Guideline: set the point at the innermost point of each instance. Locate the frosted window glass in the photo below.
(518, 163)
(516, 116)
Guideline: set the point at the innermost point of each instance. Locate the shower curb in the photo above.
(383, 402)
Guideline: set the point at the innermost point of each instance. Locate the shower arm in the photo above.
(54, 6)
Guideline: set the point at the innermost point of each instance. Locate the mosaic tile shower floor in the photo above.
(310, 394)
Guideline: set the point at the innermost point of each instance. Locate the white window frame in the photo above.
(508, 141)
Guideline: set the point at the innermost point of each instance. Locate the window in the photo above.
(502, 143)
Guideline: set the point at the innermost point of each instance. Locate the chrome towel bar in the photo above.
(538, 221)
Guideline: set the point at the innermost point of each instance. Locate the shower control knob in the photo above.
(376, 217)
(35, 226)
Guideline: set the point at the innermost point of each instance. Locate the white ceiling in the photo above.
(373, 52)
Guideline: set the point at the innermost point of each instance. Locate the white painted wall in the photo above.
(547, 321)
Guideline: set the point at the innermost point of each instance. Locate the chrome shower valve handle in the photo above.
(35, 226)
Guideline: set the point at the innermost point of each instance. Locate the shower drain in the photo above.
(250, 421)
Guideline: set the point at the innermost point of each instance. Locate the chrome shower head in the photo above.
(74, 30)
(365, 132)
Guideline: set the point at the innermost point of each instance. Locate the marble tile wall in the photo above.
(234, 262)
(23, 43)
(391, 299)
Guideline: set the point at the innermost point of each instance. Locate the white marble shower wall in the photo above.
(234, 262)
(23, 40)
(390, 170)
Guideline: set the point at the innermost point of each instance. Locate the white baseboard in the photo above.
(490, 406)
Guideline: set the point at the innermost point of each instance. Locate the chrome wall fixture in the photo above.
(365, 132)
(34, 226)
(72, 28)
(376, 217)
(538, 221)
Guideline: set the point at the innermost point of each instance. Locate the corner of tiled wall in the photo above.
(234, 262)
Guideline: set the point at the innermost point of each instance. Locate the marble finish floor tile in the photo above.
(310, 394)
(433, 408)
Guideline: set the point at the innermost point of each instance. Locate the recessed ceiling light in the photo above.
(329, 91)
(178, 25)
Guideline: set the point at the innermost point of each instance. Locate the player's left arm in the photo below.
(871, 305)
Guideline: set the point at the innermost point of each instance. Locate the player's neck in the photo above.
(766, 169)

★ ★ ★ ★ ★ ★ ★

**YOUR INSTRUCTIONS:**
All lines from the one containing "tile in the photo above." through the end of the data, and no others, are to be given again word for word.

**RESULT FOR THIS TASK:**
Guideline: set the point at the innermost point of each instance. Locate the marble finish floor tile in the photo above.
(310, 394)
(433, 408)
Guideline: set the point at the innermost point of each instance. Locate the recessed ceiling light in the photo above.
(329, 91)
(178, 25)
Guideline: set the point at the innermost point of each instance. Locate the player's left arm in the photo below.
(871, 305)
Guideline: set the point at the innermost point of each instance. Locate the player's neck in the photo above.
(766, 169)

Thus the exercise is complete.